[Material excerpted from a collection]
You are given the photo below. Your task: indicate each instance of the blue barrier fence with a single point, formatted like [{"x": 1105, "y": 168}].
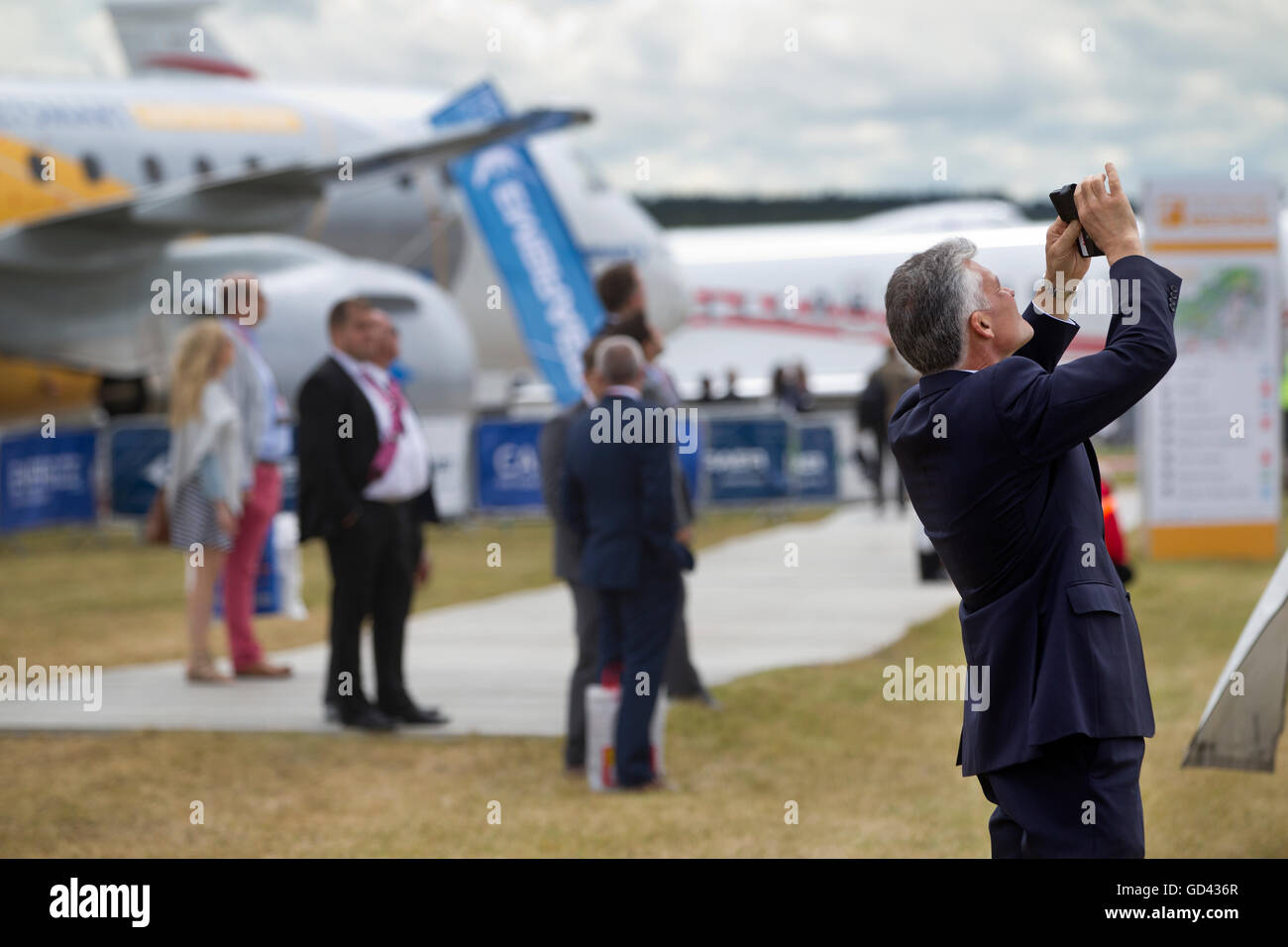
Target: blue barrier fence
[{"x": 737, "y": 460}]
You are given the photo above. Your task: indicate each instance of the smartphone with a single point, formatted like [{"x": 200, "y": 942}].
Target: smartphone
[{"x": 1068, "y": 210}]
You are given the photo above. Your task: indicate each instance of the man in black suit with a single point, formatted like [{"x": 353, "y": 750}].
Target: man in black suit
[
  {"x": 364, "y": 487},
  {"x": 585, "y": 600},
  {"x": 621, "y": 291},
  {"x": 993, "y": 445},
  {"x": 616, "y": 496}
]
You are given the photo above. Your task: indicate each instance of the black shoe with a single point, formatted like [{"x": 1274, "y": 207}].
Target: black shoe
[
  {"x": 368, "y": 719},
  {"x": 410, "y": 712}
]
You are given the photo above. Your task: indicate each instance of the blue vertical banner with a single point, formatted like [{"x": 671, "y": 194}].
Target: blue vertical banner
[{"x": 550, "y": 290}]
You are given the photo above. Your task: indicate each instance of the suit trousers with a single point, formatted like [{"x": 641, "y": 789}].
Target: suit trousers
[
  {"x": 682, "y": 677},
  {"x": 585, "y": 602},
  {"x": 373, "y": 573},
  {"x": 635, "y": 626},
  {"x": 1081, "y": 799}
]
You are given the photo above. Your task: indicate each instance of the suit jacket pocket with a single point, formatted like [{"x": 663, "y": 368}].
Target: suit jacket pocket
[
  {"x": 1089, "y": 598},
  {"x": 1104, "y": 624}
]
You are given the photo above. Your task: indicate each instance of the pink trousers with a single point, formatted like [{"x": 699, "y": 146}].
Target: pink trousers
[{"x": 243, "y": 565}]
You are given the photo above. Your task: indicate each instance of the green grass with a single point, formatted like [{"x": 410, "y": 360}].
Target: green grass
[
  {"x": 102, "y": 598},
  {"x": 870, "y": 777}
]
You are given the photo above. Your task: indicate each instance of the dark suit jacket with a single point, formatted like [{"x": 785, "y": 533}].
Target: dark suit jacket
[
  {"x": 554, "y": 437},
  {"x": 997, "y": 470},
  {"x": 616, "y": 497},
  {"x": 334, "y": 470}
]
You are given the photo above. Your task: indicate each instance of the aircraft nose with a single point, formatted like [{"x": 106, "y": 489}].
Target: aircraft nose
[{"x": 664, "y": 286}]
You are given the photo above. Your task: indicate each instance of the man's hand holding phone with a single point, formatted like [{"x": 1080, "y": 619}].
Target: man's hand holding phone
[
  {"x": 1065, "y": 268},
  {"x": 1108, "y": 217}
]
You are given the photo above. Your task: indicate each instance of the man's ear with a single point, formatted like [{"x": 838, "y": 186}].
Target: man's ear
[{"x": 979, "y": 324}]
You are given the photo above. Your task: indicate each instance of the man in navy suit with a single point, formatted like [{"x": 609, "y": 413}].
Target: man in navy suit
[
  {"x": 993, "y": 445},
  {"x": 616, "y": 497}
]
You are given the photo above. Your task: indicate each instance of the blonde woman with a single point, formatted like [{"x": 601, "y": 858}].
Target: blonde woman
[{"x": 204, "y": 488}]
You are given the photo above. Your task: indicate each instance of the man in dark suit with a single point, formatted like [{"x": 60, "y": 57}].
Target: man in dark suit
[
  {"x": 567, "y": 553},
  {"x": 362, "y": 488},
  {"x": 993, "y": 445},
  {"x": 616, "y": 496}
]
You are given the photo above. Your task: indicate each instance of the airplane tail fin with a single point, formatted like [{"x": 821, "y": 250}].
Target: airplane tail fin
[
  {"x": 166, "y": 37},
  {"x": 536, "y": 256}
]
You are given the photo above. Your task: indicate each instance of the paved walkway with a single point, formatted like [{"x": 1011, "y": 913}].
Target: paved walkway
[{"x": 501, "y": 667}]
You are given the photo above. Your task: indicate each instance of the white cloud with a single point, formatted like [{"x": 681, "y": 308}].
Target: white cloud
[{"x": 707, "y": 90}]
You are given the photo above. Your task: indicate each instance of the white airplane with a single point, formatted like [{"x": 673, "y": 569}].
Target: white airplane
[
  {"x": 99, "y": 179},
  {"x": 814, "y": 292}
]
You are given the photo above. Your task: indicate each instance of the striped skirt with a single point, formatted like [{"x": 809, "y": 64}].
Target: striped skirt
[{"x": 193, "y": 521}]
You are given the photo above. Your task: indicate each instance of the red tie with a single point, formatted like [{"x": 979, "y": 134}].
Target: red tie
[{"x": 385, "y": 451}]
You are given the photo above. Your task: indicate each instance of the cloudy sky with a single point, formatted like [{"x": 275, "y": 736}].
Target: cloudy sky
[{"x": 755, "y": 97}]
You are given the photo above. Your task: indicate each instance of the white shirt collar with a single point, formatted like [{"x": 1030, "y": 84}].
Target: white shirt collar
[{"x": 352, "y": 365}]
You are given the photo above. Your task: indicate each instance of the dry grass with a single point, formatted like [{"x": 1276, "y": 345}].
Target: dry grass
[
  {"x": 871, "y": 777},
  {"x": 101, "y": 598}
]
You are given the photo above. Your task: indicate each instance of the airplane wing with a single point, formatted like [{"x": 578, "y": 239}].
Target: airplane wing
[{"x": 107, "y": 234}]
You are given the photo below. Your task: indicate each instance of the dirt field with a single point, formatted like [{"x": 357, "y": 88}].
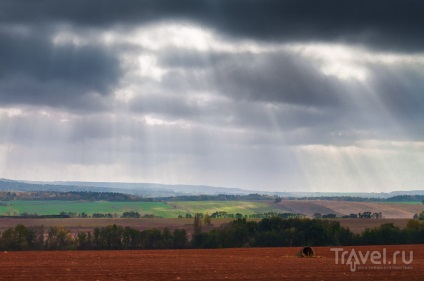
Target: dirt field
[
  {"x": 223, "y": 264},
  {"x": 88, "y": 224}
]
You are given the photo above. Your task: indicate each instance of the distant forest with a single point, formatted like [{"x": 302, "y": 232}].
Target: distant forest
[
  {"x": 269, "y": 232},
  {"x": 121, "y": 197}
]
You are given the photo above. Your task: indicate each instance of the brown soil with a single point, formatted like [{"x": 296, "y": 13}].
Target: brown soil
[{"x": 224, "y": 264}]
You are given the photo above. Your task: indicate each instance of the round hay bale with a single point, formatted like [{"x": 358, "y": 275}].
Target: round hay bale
[{"x": 307, "y": 252}]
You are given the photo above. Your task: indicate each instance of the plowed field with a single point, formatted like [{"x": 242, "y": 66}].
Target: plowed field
[{"x": 223, "y": 264}]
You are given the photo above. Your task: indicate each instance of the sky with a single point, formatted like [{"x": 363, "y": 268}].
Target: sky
[{"x": 272, "y": 95}]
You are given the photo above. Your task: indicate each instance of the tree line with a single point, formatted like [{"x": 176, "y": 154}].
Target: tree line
[{"x": 269, "y": 232}]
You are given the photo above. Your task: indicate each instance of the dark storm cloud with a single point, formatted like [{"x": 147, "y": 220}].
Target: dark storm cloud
[
  {"x": 386, "y": 24},
  {"x": 35, "y": 70}
]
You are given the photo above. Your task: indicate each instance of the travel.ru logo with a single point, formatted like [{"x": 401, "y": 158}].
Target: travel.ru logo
[{"x": 355, "y": 259}]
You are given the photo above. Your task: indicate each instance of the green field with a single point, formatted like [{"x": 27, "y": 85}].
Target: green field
[{"x": 160, "y": 209}]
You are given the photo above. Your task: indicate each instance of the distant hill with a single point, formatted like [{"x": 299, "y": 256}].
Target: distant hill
[{"x": 169, "y": 190}]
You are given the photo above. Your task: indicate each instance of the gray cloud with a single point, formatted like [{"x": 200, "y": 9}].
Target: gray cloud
[
  {"x": 35, "y": 71},
  {"x": 393, "y": 25}
]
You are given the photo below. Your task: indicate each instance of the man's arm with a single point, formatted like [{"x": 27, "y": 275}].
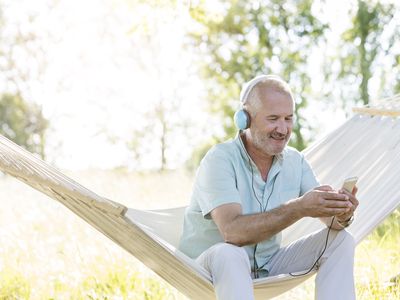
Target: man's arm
[{"x": 239, "y": 229}]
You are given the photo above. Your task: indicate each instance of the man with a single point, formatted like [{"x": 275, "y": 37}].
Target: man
[{"x": 248, "y": 190}]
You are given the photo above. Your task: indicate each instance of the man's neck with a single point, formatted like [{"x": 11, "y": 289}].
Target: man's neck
[{"x": 262, "y": 160}]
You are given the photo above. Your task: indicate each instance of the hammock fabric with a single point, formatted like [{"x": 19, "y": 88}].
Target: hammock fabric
[{"x": 367, "y": 146}]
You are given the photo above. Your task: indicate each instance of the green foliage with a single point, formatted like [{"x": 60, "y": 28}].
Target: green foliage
[
  {"x": 363, "y": 44},
  {"x": 240, "y": 39},
  {"x": 23, "y": 123},
  {"x": 13, "y": 286}
]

» Task to carry out
Rename "gray cloud" to "storm cloud" in the stretch of material from the line containing "of the travel.ru" through the end. Reproduce only that stretch with no other changes, and omit the pictures.

» Solution below
You are given the photo above. Your task: indicate each instance of the travel.ru logo with a single point, formatted like [{"x": 401, "y": 158}].
Target: travel.ru logo
[{"x": 355, "y": 259}]
You are given the photo above. Your task: indicate each instance of the green field with a single point, formatted like [{"x": 27, "y": 85}].
Target: green field
[{"x": 160, "y": 209}]
You are given the photo above. Your task: indicate each instance of the distant hill with a single point, formatted like [{"x": 299, "y": 256}].
Target: distant hill
[{"x": 169, "y": 190}]
You are given the photo above. Your task: indicate each instance of the storm cloud with a single point, formatted like [{"x": 200, "y": 9}].
Target: storm cloud
[
  {"x": 35, "y": 71},
  {"x": 393, "y": 25}
]
You are given the photo below. Your task: indicate each instance of the man's arm with a single point, formatted like [{"x": 27, "y": 275}].
Target: man's arm
[{"x": 239, "y": 229}]
You are given the photo above. Your task: indicate each instance of the man with a single point, formatted like [{"x": 275, "y": 37}].
Target: man
[{"x": 248, "y": 190}]
You are given the photo above. Your task: indicate each instance of the man's neck with a single point, formatted like [{"x": 11, "y": 289}].
Target: man's neck
[{"x": 262, "y": 160}]
You are given the photo above. Your task: indicate each instance of the hammock fabric with a single point, formatted like [{"x": 19, "y": 88}].
Target: hammock fabric
[{"x": 367, "y": 146}]
You are given the photo above. Your task: indicate each instance of the green foliage with a single point, formatted like [{"x": 60, "y": 28}].
Target: green foliage
[
  {"x": 363, "y": 44},
  {"x": 240, "y": 39},
  {"x": 23, "y": 123},
  {"x": 13, "y": 286}
]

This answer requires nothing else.